# EXERCISE SET
a – According to the Robyn discography text, what brought Robyn mainstream success worldwide? Answer in one to three sentences.
b – Pick up the Robyn discography text after its final sentence and continue it.

Swedish singer Robyn has released nine studio albums, one compilation album, six extended plays, 50 singles (including 17 as a featured artist), nine promotional singles, and 45 music videos.

Robyn became known in the late 1990s for her worldwide dance-pop hit "Do You Know (What It Takes)" from her debut album Robyn Is Here (1995). She co-wrote the song "Du gör mig hel igen" ("You Make Me Whole Again") for Melodifestivalen 1997. The popularity of her number-one hit single "With Every Heartbeat", and subsequent album release Robyn (2005), brought her mainstream success worldwide. In January 2009, Robyn won a Swedish Grammis award for Best Live Act 2008.

# ENTRIES SUPPLIED
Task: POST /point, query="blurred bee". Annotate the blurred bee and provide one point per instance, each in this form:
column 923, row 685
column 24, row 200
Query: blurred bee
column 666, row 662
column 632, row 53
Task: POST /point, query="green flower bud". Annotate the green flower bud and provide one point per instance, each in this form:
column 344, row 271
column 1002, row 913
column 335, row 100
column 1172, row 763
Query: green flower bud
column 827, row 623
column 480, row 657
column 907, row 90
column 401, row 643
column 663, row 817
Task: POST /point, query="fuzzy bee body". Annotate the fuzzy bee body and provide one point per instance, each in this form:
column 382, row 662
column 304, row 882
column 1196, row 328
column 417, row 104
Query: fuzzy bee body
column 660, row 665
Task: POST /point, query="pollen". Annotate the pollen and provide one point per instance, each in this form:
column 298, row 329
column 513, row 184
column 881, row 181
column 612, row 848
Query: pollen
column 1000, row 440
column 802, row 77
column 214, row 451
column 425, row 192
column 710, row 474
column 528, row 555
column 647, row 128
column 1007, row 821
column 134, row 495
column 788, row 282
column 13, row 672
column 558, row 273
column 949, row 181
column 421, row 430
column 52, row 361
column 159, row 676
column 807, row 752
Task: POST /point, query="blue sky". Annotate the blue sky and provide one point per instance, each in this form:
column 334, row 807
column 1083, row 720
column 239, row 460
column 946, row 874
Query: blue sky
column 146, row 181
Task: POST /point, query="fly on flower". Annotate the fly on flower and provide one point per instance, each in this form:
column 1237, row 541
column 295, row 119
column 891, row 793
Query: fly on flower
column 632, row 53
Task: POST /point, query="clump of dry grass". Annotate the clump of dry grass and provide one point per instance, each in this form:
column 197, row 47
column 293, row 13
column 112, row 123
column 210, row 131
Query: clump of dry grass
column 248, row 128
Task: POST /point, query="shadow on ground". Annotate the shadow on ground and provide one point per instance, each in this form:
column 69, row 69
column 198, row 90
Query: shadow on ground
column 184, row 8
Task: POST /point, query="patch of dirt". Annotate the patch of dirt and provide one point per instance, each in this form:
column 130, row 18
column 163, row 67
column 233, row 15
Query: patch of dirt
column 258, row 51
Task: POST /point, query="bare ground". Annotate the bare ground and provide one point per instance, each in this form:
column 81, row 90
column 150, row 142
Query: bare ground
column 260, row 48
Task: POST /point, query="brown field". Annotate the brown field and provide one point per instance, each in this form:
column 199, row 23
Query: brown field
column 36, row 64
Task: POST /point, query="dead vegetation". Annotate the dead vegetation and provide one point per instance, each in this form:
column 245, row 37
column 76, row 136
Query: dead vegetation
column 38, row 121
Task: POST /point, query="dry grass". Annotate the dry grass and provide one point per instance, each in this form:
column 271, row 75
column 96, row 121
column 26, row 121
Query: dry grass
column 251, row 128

# RESPONSES TO THE TASKS
a – The popularity of her number-one hit single "With Every Heartbeat" and the subsequent release of her album Robyn (2005) brought her mainstream success worldwide.

b –
Robyn released the first of a trilogy of albums to be released over the course of 2010 titled Body Talk Pt. 1, in June of that year, peaking at number one in Sweden. It was her first album since Robyn. The album's lead single "Dancing On My Own", released a few weeks prior to the album's release, became a hit single worldwide, and brought her a 53rd Grammy Awards nomination for the category of Best Dance Recording. A follow-up album, Body Talk Pt. 2, was released on 6 September, entering straight at number one on the Swedish chart, and the final album of the trilogy, Body Talk, was released on 22 November 2010 with the first single "Indestructible". The last Body Talk single was "Call Your Girlfriend", which was released in the United States in May 2011 and became her first number-one hit on Billboards Hot Dance Club Play chart.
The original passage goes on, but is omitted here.